§ Provided text
VANCOUVER - RCMP in British Columbia have issued an apology while admitting the department could have done more to stop Robert Pickton's murderous spree in Vancouver's Downtown Eastside.

It comes decades after women -- many of them drug addicted sex-trade workers -- began disappearing from the impoverished neighbourhood.

Assistant Commissioner Craig Callens told a news conference Friday he wanted to tell victims' families "how very sorry we are for their loss."

"I apologize the RCMP did not do more," said Callens, who became the top RCMP officer in charge of B.C. last month.

"I would like to be very clear this morning. As the commanding officer of the RCMP in British Columbia, I believe that, in part, with the benefit of hindsight, and when measured against today's current investigative standards and practices, the RCMP could have done more."

The frank admission is appreciated by Ernie Crey, the brother of Dawn Crey, one of the women on the missing and murdered list.

"I'm glad they manned up to it. They've owned up to it."

But it's the statement that Mounties regret not being able to lay charges sooner against Pickton that resonated with Crey.

"If they had done more, my sister -- in spite of her mental illness and her addiction to street drugs and living a life on the fringe-- she may have been alive today and that would go for some of the other women as well."

Dawn Crey's DNA was found on the Pickton pig farm, but he was never charged with her death. He was accused of 26 murders and was finally convicted of killing six women.

The apology comes just over two weeks after the first RCMP witness testified at the public inquiry into how the RCMP and the Vancouver Police Department handled the missing women investigation.

During the hearings, Cameron Ward, a lawyer for several family members, asked RCMP Supt. Bob Williams if Mounties were prepared to apologize for the way they handled the case.

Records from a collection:
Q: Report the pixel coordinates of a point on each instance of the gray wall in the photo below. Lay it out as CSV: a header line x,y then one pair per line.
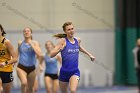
x,y
99,42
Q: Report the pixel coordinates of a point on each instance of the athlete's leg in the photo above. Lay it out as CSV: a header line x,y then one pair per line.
x,y
23,79
55,86
35,87
31,80
48,84
63,86
74,83
1,88
7,87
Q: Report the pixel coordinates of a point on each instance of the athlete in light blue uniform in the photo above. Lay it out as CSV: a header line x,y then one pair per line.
x,y
51,65
69,46
70,56
28,49
27,56
51,70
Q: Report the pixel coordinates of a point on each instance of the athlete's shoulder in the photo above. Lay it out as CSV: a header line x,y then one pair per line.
x,y
78,39
61,40
7,42
19,42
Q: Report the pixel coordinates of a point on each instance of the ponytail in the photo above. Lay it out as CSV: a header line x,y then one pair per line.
x,y
60,35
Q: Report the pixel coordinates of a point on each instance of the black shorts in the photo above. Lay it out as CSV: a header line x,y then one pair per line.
x,y
28,70
6,77
52,76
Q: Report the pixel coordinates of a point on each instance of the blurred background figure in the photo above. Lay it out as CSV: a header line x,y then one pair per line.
x,y
136,52
28,50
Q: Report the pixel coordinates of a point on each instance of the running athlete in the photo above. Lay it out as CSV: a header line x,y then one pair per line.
x,y
7,59
69,46
51,71
28,50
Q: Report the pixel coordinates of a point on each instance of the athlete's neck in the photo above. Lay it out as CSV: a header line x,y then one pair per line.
x,y
1,37
27,40
71,39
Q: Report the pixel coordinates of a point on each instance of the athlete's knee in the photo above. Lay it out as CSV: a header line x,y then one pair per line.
x,y
73,90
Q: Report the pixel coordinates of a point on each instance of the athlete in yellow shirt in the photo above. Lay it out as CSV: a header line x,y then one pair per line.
x,y
7,58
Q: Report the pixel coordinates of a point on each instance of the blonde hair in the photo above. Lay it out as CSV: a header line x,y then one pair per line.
x,y
63,35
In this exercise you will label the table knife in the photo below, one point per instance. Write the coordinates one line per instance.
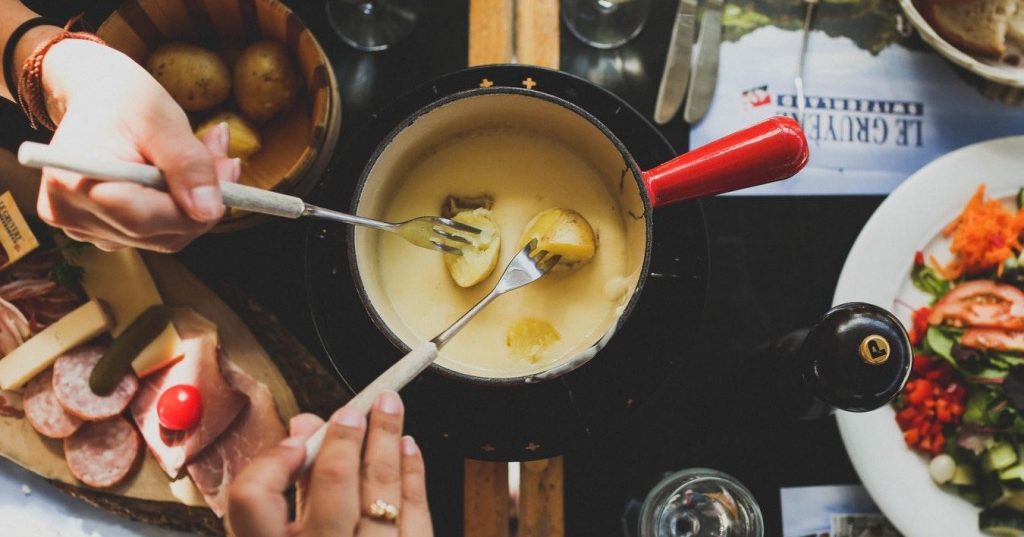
(706, 70)
(677, 64)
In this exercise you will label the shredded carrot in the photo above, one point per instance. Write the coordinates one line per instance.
(984, 235)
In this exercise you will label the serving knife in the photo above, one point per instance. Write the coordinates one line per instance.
(706, 70)
(677, 64)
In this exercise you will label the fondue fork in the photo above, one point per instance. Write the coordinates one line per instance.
(527, 266)
(426, 232)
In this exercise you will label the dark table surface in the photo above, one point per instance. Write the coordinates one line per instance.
(774, 263)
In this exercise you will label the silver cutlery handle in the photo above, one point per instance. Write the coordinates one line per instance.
(233, 195)
(394, 378)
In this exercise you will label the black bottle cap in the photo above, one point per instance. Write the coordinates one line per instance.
(858, 357)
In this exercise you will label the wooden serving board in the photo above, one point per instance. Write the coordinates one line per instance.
(146, 495)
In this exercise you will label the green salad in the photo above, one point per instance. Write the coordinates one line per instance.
(964, 403)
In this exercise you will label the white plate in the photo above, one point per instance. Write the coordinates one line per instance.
(878, 272)
(1001, 73)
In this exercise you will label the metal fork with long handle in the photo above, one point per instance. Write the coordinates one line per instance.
(427, 232)
(527, 266)
(798, 81)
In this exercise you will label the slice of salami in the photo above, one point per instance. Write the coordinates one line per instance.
(101, 454)
(44, 411)
(71, 384)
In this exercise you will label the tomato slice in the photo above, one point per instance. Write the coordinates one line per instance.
(179, 407)
(981, 303)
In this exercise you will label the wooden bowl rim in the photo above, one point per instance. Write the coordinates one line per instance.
(320, 122)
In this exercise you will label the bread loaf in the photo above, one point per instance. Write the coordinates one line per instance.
(977, 26)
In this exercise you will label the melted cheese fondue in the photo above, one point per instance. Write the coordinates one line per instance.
(525, 172)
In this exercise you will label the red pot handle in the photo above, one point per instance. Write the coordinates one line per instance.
(770, 151)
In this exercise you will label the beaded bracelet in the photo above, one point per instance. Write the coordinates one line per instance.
(8, 50)
(30, 86)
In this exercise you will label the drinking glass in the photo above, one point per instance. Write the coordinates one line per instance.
(372, 25)
(699, 502)
(605, 24)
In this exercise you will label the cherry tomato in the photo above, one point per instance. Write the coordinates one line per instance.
(179, 407)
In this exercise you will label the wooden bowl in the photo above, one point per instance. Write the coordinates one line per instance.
(297, 143)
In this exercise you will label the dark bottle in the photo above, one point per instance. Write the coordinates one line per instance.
(856, 358)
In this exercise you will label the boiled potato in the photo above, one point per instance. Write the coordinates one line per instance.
(528, 337)
(197, 78)
(264, 80)
(561, 232)
(480, 256)
(243, 140)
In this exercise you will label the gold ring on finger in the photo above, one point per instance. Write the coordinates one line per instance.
(382, 510)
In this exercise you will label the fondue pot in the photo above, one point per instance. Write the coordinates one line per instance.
(539, 414)
(772, 150)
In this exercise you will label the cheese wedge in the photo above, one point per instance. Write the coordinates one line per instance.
(162, 352)
(39, 353)
(121, 280)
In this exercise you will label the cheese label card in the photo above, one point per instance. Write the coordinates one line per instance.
(15, 237)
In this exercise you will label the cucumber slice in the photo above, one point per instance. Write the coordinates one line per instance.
(1001, 521)
(963, 476)
(970, 493)
(990, 489)
(1001, 455)
(117, 360)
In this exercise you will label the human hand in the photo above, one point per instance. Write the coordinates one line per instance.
(109, 106)
(335, 497)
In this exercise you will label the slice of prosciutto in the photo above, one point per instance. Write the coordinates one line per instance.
(981, 303)
(200, 367)
(993, 339)
(13, 327)
(256, 428)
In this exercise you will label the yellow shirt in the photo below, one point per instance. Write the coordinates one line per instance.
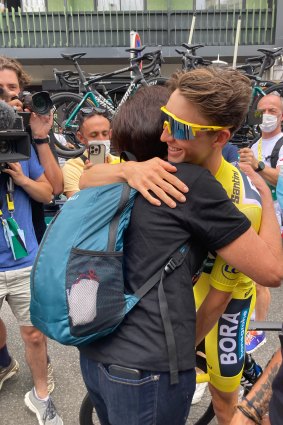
(247, 199)
(72, 171)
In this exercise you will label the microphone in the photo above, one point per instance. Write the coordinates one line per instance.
(7, 116)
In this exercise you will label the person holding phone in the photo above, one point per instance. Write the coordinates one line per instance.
(127, 373)
(94, 132)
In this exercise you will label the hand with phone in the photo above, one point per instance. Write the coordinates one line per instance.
(96, 152)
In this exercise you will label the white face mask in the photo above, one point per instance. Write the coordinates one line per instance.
(269, 123)
(106, 143)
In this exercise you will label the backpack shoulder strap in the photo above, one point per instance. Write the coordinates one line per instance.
(83, 158)
(176, 260)
(275, 152)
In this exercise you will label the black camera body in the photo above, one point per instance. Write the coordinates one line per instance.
(39, 103)
(15, 143)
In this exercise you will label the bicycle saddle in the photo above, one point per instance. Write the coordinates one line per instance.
(256, 59)
(72, 56)
(135, 49)
(192, 47)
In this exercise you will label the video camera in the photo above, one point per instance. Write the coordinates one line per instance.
(14, 140)
(39, 103)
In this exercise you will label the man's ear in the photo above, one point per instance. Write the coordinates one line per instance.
(222, 137)
(80, 137)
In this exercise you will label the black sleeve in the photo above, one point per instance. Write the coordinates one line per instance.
(212, 217)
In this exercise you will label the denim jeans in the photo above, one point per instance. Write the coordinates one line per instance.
(148, 401)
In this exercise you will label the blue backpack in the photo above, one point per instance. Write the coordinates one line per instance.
(77, 284)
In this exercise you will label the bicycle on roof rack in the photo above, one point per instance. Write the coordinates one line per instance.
(94, 94)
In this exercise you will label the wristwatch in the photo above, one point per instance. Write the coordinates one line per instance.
(260, 166)
(41, 141)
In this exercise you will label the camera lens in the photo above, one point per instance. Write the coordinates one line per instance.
(41, 103)
(4, 146)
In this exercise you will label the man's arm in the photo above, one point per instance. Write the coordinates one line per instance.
(154, 175)
(209, 312)
(40, 189)
(40, 127)
(269, 174)
(260, 394)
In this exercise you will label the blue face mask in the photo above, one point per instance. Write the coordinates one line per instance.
(106, 143)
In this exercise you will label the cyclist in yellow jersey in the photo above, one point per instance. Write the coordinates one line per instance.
(204, 110)
(225, 343)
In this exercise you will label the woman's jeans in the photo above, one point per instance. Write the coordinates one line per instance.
(150, 400)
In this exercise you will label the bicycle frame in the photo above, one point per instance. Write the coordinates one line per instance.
(100, 101)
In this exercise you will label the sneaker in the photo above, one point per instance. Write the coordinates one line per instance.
(199, 392)
(254, 341)
(45, 410)
(8, 372)
(50, 378)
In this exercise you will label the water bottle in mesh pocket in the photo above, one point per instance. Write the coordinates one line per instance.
(82, 299)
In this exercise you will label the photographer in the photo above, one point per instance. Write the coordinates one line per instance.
(13, 80)
(24, 182)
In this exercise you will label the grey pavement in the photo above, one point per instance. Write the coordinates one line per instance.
(69, 390)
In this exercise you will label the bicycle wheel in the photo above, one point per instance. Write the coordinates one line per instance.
(67, 145)
(87, 414)
(63, 106)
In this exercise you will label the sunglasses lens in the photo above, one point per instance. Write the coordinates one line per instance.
(181, 131)
(86, 111)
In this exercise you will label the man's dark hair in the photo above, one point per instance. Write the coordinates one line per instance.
(221, 95)
(138, 125)
(12, 64)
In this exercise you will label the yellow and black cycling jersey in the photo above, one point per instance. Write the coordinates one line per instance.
(225, 344)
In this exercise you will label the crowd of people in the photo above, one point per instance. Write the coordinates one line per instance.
(193, 186)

§ Problem description
Pick up the article on the RCMP apology over the Pickton investigation, starting right after its final sentence.

§ Exercise response
He replied that it would be up to the deputy commissioner in B.C. to make such a statement.

Williams was asked to write an internal review of the investigation in 2002 in advance of a civil lawsuit and concluded no major mistakes were made.

Callens said it was that testimony that brought the issue to his attention.

"It became obvious that it was something that needed to be addressed now, as opposed to at the conclusion of the inquiry."

British Columbia has legislation called the Apology Act, which allows a person to make a full apology without the statement being used as an admission in a civil lawsuit.

Inquiry commission counsel Art Vertlieb said the apology may change the tenor towards the RCMP at the inquiry, because it's clear that the failure of RCMP to respond was of great aggravation to the families.

"Where it's important is not to be critical that it's belated, but to accept it and say this may help commissioner (Wally) Oppal have an attitude shift that will allow the RCMP to participate in, frankly and openly, discussing mistakes that were made."

Callens said his department will apply the recommendations from the Oppal commission to improve policing services in B.C.

The inquiry has heard Pickton could have been caught sooner if both the Vancouver Police and the RCMP had taken the disappearances more seriously.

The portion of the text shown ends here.